Exercise:
After reading the data below, copy out every line that contains the word "water".

Referring expression data:

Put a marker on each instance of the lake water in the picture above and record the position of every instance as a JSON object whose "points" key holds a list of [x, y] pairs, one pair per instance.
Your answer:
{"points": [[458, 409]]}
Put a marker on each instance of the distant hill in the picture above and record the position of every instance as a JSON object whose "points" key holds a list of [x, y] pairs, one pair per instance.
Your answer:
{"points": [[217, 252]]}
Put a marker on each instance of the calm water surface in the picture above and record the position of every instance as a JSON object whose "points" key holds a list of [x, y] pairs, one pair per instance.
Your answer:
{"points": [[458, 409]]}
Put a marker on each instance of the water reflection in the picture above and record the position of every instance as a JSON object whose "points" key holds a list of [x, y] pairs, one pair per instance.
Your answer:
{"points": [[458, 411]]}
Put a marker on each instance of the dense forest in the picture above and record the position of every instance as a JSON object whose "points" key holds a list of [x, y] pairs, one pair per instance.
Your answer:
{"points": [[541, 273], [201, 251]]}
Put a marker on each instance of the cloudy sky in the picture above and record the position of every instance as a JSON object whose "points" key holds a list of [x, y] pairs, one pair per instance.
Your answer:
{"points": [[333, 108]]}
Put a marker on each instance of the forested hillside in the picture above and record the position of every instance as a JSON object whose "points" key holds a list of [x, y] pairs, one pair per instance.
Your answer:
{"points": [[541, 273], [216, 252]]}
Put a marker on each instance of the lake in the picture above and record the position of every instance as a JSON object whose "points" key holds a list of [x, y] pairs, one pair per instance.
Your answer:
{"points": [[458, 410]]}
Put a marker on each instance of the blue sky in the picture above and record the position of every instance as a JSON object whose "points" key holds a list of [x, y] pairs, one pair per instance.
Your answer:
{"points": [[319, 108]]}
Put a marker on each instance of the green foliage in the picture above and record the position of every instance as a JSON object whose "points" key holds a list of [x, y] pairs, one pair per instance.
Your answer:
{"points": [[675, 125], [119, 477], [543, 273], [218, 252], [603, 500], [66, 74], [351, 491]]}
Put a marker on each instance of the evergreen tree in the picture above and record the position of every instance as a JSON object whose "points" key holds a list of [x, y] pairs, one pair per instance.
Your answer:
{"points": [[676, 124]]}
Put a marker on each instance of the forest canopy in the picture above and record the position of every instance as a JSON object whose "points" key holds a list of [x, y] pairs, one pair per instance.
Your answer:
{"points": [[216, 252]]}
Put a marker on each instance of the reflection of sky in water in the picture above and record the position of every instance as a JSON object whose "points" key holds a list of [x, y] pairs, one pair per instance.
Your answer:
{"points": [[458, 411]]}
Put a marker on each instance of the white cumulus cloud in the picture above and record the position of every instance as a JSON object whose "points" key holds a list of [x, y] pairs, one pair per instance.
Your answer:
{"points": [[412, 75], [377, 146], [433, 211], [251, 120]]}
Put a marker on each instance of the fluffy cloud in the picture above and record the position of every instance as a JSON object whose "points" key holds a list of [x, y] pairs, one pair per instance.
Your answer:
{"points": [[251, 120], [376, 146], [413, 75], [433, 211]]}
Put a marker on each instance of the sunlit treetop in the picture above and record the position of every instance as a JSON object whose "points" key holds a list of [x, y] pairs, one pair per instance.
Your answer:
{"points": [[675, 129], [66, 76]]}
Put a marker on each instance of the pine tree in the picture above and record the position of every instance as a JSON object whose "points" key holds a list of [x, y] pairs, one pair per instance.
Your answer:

Written response:
Put a marker on each instance of the lake water in the picture above and record the position of every instance as a JSON object whose "points" key holds a list of [x, y] pairs, one pair per instance.
Put a marker on each instance of the calm water surface in the picture above and record the position of every instance as a JSON object whose "points" key holds a list of [x, y] pairs, one pair per instance.
Put a marker on each instance of the water reflection in the picture above and record the position of every instance as a JSON object whose "points" key holds a list of [x, y] pairs, one pair per instance.
Put a marker on each instance of the reflection of sky in water in the picture above and record the position of every instance as a JSON object whose "points" key holds a list of [x, y] pairs, one pair per instance.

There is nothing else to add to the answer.